__What you will do__. When you return the data, keep every word exact and include none of the images.

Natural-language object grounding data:
....

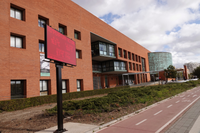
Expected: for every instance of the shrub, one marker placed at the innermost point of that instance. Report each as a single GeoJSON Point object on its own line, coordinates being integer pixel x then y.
{"type": "Point", "coordinates": [125, 97]}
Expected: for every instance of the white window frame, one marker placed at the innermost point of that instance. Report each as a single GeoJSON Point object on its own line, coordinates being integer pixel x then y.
{"type": "Point", "coordinates": [16, 41]}
{"type": "Point", "coordinates": [15, 13]}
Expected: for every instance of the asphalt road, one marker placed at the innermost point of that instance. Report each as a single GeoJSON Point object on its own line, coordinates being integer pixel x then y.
{"type": "Point", "coordinates": [155, 119]}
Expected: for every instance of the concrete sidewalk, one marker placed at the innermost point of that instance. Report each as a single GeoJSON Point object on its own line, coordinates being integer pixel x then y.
{"type": "Point", "coordinates": [189, 122]}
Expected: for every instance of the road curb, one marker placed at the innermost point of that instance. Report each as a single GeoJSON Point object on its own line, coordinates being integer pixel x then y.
{"type": "Point", "coordinates": [99, 128]}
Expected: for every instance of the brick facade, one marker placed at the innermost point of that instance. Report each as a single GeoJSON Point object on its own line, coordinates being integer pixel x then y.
{"type": "Point", "coordinates": [24, 63]}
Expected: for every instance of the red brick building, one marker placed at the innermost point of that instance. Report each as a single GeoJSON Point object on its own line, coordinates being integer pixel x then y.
{"type": "Point", "coordinates": [103, 53]}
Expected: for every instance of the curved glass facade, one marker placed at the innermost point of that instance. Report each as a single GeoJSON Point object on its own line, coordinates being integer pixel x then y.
{"type": "Point", "coordinates": [159, 60]}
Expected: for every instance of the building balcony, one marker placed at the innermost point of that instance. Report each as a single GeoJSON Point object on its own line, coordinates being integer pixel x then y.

....

__Response below__.
Expected: for every instance of the shrub, one marker placed at the innermost point of that instance. Report each as a single GeoJSON Point object on its own line, coordinates being integer pixel x then y.
{"type": "Point", "coordinates": [125, 97]}
Expected: for every instance of the white window frame, one marker placed at the innermost point of that instance. Report each as a single GeoJSON Point object on its own line, coordinates being integer pixel x then y.
{"type": "Point", "coordinates": [16, 41]}
{"type": "Point", "coordinates": [15, 13]}
Expected: for every instance of the asphalt road, one marker placed at the innermost point of that instance. Report each as a single GeoJSON Point object on its own line, coordinates being integer pixel x then y.
{"type": "Point", "coordinates": [155, 119]}
Expected: for every instance of the concrete sidewalk, one marker placed at the innermost point of that instance. Report each as a single GeoJSON Point object on its own line, coordinates being integer pixel x then y.
{"type": "Point", "coordinates": [189, 122]}
Expected: for every instance of the road curb, one marker placed at the innermost point of that instance. Report each as a single GeoJSON Point object on its own line, coordinates being integer pixel x then y.
{"type": "Point", "coordinates": [99, 128]}
Expected: for every instance of the brick facade, one marker placed at the innermost point of that instance. Report each as a single GeoJSON Point object on its own line, coordinates being integer pixel x then y.
{"type": "Point", "coordinates": [24, 63]}
Expected: for every instance of the red brick building, one marker placed at the innermost point of that instance. Report each as a single GeoJSON Point object on its own line, coordinates being integer pixel x then y.
{"type": "Point", "coordinates": [103, 53]}
Expected: for every instance of the curved glass facade, one marker placed at the innermost point of that instance. Report each as a single GeoJSON Point object on its own line, coordinates being integer pixel x then y.
{"type": "Point", "coordinates": [159, 60]}
Expected: for every instance of the building balcony, one marker placed at the innermost point of that instance. Report each as a single GeoJSON Point object on its own line, coordinates being integer pixel x then y.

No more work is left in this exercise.